_Records for this exercise:_
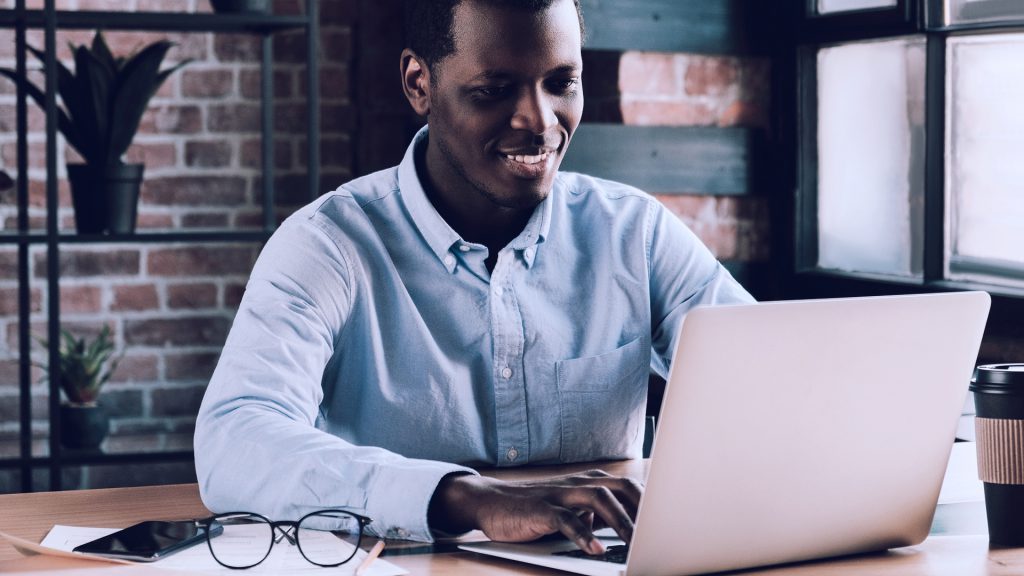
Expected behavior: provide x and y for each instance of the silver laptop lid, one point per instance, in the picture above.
(801, 429)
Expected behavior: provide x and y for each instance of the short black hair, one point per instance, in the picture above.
(428, 24)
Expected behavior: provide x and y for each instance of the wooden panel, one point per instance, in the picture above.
(665, 159)
(712, 27)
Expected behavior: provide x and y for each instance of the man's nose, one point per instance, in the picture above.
(534, 113)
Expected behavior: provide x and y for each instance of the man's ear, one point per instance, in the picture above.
(416, 82)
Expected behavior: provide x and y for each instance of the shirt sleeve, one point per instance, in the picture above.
(257, 444)
(684, 275)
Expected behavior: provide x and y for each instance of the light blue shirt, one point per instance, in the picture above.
(373, 353)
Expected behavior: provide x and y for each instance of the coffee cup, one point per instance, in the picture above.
(998, 397)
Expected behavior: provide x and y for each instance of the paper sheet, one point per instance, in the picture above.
(284, 558)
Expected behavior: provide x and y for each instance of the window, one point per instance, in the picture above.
(911, 141)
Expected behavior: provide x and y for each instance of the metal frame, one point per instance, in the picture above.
(51, 19)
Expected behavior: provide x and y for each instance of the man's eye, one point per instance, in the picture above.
(563, 85)
(491, 91)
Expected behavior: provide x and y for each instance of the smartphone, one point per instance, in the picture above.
(148, 541)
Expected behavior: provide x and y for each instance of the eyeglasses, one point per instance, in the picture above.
(326, 538)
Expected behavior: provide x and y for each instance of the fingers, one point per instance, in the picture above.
(604, 504)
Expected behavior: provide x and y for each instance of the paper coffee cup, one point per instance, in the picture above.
(998, 397)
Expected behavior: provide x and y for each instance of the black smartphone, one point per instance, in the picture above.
(148, 541)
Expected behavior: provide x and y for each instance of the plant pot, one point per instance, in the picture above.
(236, 6)
(105, 200)
(83, 426)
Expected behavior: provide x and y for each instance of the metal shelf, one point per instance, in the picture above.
(160, 22)
(143, 237)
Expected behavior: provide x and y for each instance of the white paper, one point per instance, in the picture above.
(285, 559)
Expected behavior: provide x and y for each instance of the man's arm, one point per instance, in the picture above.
(257, 446)
(517, 511)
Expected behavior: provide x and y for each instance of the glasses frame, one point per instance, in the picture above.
(284, 529)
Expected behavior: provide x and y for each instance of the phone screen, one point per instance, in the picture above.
(146, 540)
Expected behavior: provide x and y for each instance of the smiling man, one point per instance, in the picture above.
(471, 306)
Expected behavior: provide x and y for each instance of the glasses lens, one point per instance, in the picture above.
(246, 540)
(330, 537)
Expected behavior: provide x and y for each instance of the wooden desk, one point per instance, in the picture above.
(31, 517)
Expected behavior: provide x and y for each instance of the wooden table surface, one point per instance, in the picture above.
(32, 516)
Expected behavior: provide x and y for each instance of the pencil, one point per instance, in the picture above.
(371, 557)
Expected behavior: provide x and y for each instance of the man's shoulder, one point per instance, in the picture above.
(584, 190)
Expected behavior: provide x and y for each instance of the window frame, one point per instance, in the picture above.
(812, 31)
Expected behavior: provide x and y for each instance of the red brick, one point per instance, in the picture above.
(206, 260)
(237, 48)
(195, 191)
(81, 299)
(203, 154)
(8, 300)
(193, 295)
(172, 120)
(189, 366)
(252, 154)
(649, 74)
(204, 219)
(233, 118)
(154, 155)
(134, 297)
(80, 263)
(711, 75)
(136, 368)
(190, 331)
(232, 295)
(668, 114)
(207, 83)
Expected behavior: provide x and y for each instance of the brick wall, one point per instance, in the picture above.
(171, 305)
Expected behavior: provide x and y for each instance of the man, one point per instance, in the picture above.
(470, 305)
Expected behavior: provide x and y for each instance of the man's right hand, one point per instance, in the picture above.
(519, 511)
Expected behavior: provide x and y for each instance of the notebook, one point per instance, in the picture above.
(796, 430)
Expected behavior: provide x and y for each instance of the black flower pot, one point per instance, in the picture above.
(236, 6)
(105, 200)
(83, 426)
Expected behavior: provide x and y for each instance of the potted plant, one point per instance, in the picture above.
(84, 368)
(103, 101)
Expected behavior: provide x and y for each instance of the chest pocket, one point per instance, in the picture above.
(602, 401)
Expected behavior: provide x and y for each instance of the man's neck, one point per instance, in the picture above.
(470, 214)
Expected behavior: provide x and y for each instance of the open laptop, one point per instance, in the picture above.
(796, 430)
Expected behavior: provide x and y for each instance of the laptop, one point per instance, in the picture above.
(795, 430)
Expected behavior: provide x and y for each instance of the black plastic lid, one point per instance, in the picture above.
(1006, 378)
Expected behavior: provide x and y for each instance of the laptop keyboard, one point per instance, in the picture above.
(615, 553)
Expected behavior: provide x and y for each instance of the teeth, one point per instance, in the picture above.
(527, 159)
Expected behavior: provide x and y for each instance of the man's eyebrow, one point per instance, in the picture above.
(499, 74)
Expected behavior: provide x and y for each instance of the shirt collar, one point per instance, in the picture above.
(439, 236)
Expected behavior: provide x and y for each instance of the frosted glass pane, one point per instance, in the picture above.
(828, 6)
(871, 156)
(961, 11)
(985, 198)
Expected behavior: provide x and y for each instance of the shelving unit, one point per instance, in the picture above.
(50, 21)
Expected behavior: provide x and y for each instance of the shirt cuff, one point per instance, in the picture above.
(400, 497)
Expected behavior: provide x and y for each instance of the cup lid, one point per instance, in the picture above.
(999, 375)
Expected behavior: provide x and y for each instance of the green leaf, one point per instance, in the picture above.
(136, 84)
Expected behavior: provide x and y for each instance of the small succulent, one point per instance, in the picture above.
(85, 366)
(104, 98)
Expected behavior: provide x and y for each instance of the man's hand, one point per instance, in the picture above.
(519, 511)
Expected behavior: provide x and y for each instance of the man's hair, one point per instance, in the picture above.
(429, 24)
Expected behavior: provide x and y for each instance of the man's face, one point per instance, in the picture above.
(505, 105)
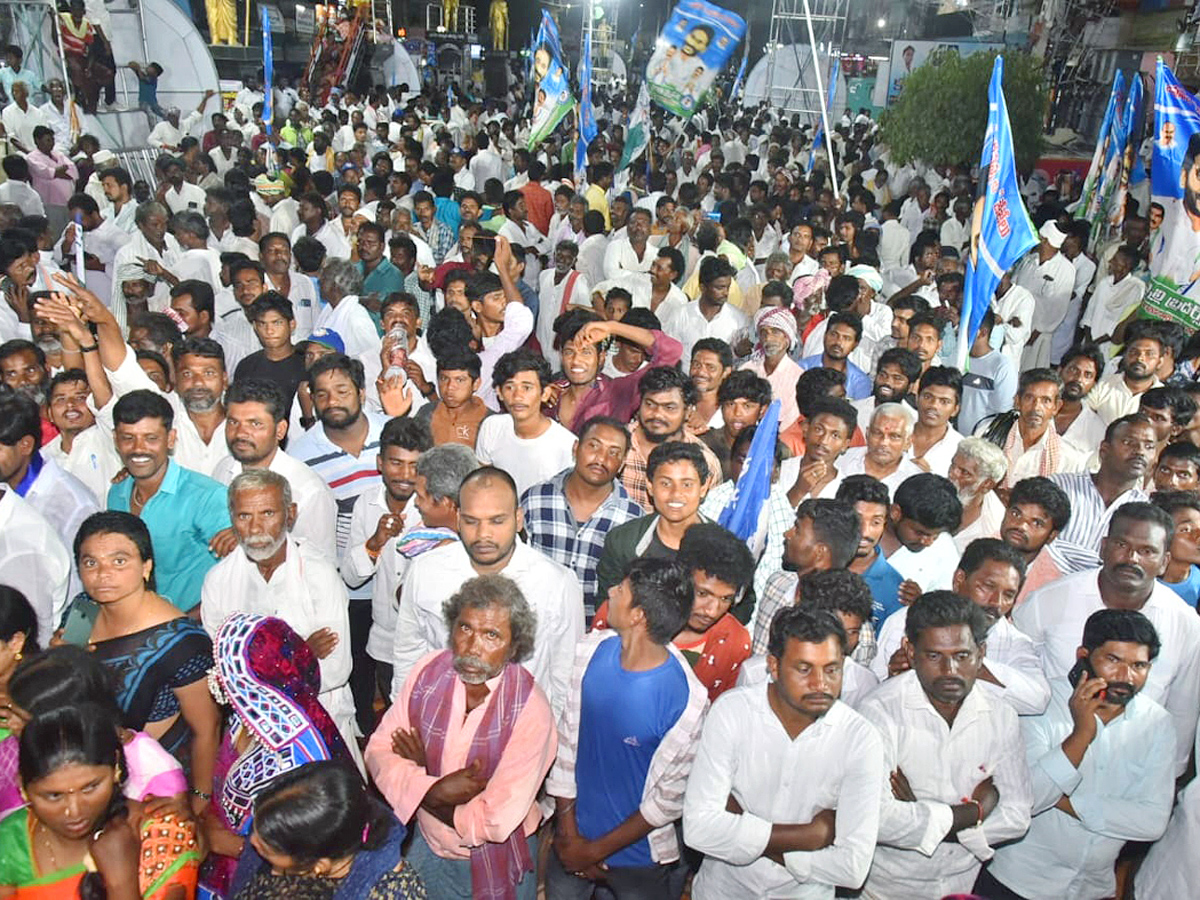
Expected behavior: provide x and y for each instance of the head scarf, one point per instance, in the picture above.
(270, 677)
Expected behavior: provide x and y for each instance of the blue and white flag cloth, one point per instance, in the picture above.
(1001, 228)
(741, 514)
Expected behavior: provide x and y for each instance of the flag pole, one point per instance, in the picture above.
(825, 113)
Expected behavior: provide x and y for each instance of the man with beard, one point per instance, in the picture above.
(342, 449)
(898, 371)
(1026, 433)
(183, 509)
(1077, 424)
(489, 521)
(1102, 755)
(256, 424)
(888, 438)
(666, 400)
(1117, 394)
(1134, 553)
(825, 535)
(990, 575)
(568, 516)
(736, 792)
(23, 369)
(270, 574)
(959, 780)
(1126, 455)
(477, 822)
(843, 334)
(977, 468)
(59, 496)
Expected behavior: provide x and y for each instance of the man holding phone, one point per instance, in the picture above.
(1102, 762)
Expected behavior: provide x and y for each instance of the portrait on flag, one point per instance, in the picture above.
(694, 47)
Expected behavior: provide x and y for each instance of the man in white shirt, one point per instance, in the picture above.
(711, 315)
(523, 442)
(256, 423)
(791, 813)
(35, 561)
(959, 780)
(269, 574)
(1050, 277)
(489, 521)
(990, 575)
(1102, 766)
(917, 543)
(1133, 556)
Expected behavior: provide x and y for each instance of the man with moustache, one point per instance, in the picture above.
(1037, 511)
(489, 522)
(1077, 424)
(990, 575)
(1101, 760)
(959, 783)
(1126, 455)
(790, 811)
(1133, 555)
(270, 574)
(898, 371)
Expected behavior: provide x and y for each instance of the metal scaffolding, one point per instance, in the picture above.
(798, 84)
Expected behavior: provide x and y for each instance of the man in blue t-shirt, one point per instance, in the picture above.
(627, 743)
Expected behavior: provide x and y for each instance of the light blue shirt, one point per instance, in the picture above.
(183, 516)
(1122, 791)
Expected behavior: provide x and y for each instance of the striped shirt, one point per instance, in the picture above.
(348, 477)
(553, 529)
(1078, 545)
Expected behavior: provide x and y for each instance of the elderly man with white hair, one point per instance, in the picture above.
(888, 438)
(775, 329)
(1050, 277)
(269, 574)
(977, 467)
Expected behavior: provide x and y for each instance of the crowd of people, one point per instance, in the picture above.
(371, 526)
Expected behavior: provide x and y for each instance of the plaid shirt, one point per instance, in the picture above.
(634, 474)
(552, 528)
(438, 237)
(779, 593)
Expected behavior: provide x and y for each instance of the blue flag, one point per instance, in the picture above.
(268, 72)
(1005, 231)
(820, 135)
(741, 515)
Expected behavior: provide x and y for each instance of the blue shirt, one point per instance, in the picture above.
(885, 583)
(183, 516)
(623, 718)
(858, 383)
(1188, 588)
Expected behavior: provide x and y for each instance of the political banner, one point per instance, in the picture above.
(694, 47)
(1001, 231)
(1164, 301)
(1175, 251)
(552, 94)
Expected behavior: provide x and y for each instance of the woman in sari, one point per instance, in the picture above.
(18, 637)
(66, 676)
(76, 838)
(269, 678)
(160, 658)
(319, 834)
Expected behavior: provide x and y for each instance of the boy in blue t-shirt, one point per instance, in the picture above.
(627, 743)
(1182, 573)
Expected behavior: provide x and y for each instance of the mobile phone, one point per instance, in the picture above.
(1077, 672)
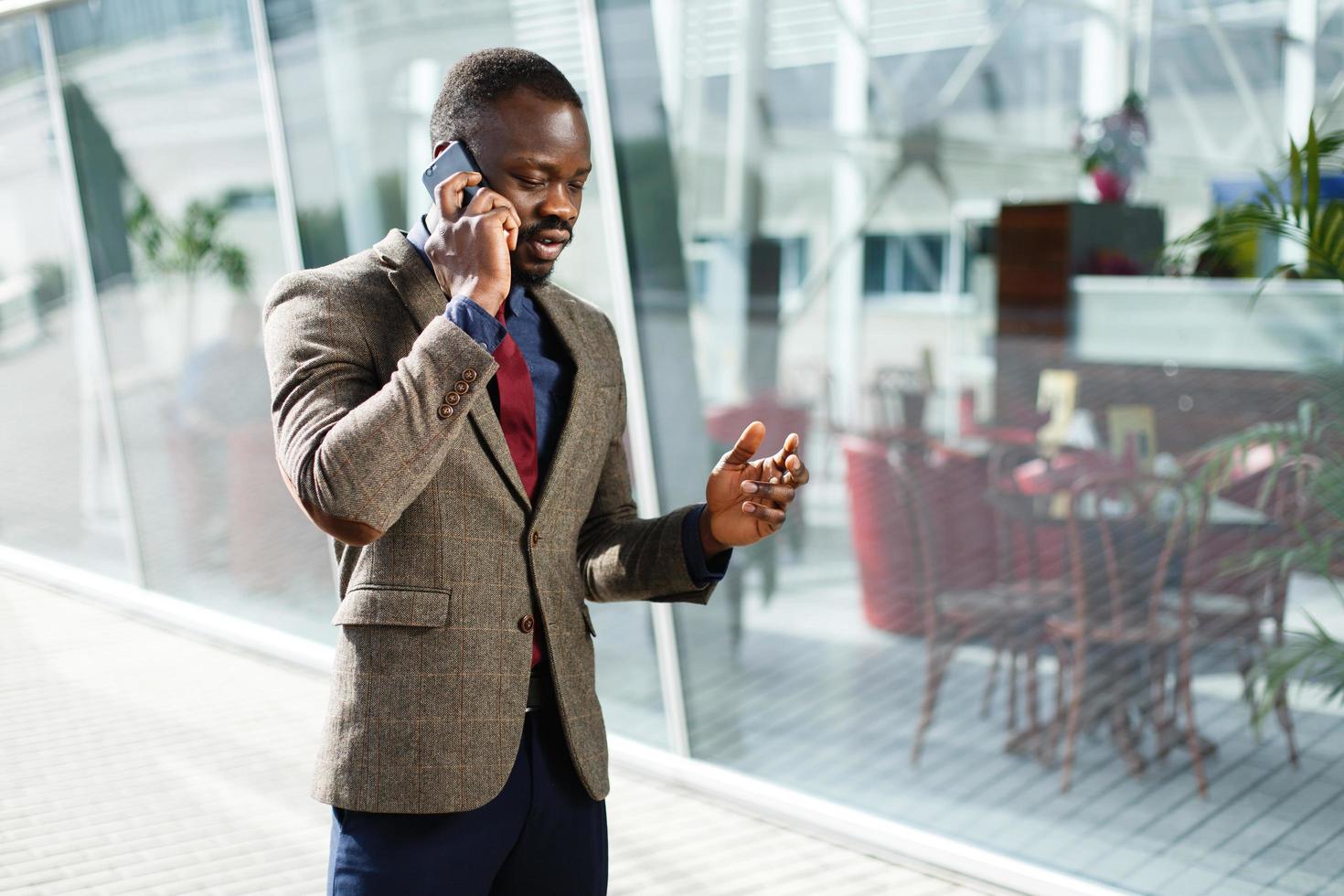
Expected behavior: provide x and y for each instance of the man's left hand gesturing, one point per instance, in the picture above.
(749, 500)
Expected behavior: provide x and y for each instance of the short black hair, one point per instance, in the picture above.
(485, 76)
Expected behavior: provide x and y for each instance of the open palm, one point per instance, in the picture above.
(748, 500)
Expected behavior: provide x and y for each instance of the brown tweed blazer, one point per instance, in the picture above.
(388, 438)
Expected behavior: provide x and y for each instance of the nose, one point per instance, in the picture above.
(558, 203)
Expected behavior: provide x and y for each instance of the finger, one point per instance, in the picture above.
(451, 192)
(798, 473)
(508, 220)
(748, 443)
(763, 513)
(791, 445)
(486, 200)
(778, 493)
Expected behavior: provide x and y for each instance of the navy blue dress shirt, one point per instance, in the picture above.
(552, 380)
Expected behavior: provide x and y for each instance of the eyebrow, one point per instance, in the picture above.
(548, 165)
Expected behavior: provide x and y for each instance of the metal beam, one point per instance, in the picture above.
(976, 55)
(1241, 83)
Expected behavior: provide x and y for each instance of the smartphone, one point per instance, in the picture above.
(453, 159)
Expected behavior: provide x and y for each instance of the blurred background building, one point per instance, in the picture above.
(863, 220)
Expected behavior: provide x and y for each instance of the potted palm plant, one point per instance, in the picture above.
(1298, 217)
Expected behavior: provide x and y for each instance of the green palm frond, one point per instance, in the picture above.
(1297, 217)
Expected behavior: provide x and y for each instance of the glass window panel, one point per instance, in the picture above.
(811, 666)
(58, 483)
(174, 174)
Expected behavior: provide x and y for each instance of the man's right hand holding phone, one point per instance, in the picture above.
(469, 248)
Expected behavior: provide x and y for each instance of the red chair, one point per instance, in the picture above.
(1124, 531)
(909, 584)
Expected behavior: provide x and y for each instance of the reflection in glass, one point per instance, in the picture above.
(972, 334)
(58, 485)
(175, 185)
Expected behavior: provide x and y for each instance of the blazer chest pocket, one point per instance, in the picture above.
(394, 606)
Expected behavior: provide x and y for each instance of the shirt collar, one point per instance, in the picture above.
(519, 303)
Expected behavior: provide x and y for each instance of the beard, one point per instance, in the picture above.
(537, 274)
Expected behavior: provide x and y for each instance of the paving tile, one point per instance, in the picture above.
(119, 778)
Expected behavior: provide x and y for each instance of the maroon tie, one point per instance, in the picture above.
(517, 420)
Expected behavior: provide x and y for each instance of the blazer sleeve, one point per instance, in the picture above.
(355, 452)
(624, 557)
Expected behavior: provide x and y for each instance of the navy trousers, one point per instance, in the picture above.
(540, 835)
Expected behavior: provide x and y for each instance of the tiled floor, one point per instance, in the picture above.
(136, 759)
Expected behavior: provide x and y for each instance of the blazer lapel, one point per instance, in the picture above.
(425, 301)
(572, 441)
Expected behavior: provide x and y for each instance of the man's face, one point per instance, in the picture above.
(535, 154)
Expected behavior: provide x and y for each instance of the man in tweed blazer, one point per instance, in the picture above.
(389, 441)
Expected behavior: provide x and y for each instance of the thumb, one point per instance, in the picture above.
(748, 443)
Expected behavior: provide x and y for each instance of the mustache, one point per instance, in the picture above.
(528, 231)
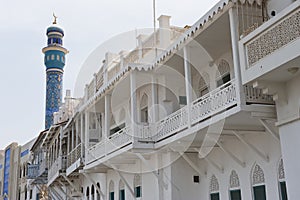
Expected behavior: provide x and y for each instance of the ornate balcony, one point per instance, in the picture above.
(272, 48)
(33, 171)
(218, 100)
(56, 168)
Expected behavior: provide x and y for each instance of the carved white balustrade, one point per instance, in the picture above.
(74, 155)
(214, 102)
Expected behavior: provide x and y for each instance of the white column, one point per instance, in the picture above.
(233, 18)
(154, 90)
(188, 81)
(77, 132)
(73, 136)
(60, 141)
(289, 139)
(107, 114)
(82, 134)
(86, 134)
(133, 102)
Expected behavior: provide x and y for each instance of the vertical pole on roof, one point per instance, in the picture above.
(233, 20)
(188, 82)
(154, 27)
(133, 102)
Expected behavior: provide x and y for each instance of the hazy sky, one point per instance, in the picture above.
(87, 24)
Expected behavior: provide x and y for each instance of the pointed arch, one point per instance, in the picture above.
(214, 188)
(258, 183)
(203, 83)
(137, 183)
(144, 108)
(111, 189)
(281, 180)
(121, 190)
(214, 184)
(223, 73)
(97, 192)
(258, 176)
(234, 180)
(87, 193)
(93, 192)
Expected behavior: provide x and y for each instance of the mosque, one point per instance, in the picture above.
(208, 111)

_What is required:_ Quote exactly and only the lines from the one holding "of the vertical" through the end of the data.

_Result for this task:_
Expected behavior: provide x and y for each instance of the vertical pole on roof, one point per instance, in the picture above.
(233, 20)
(188, 82)
(154, 27)
(133, 102)
Expected behavior: provide x and y for each instance of the hazy sky, one point per instance, in the picture above.
(87, 24)
Expected behavior: provide x and y for each instance of the pointed arch, one point per instance, in the picture above.
(214, 188)
(258, 183)
(203, 83)
(137, 183)
(144, 108)
(111, 189)
(281, 180)
(121, 190)
(214, 184)
(223, 73)
(97, 192)
(258, 176)
(234, 180)
(87, 193)
(93, 192)
Expected behavior: provide x and y for each instance of the mosque, one point per instance, in the picture above.
(208, 111)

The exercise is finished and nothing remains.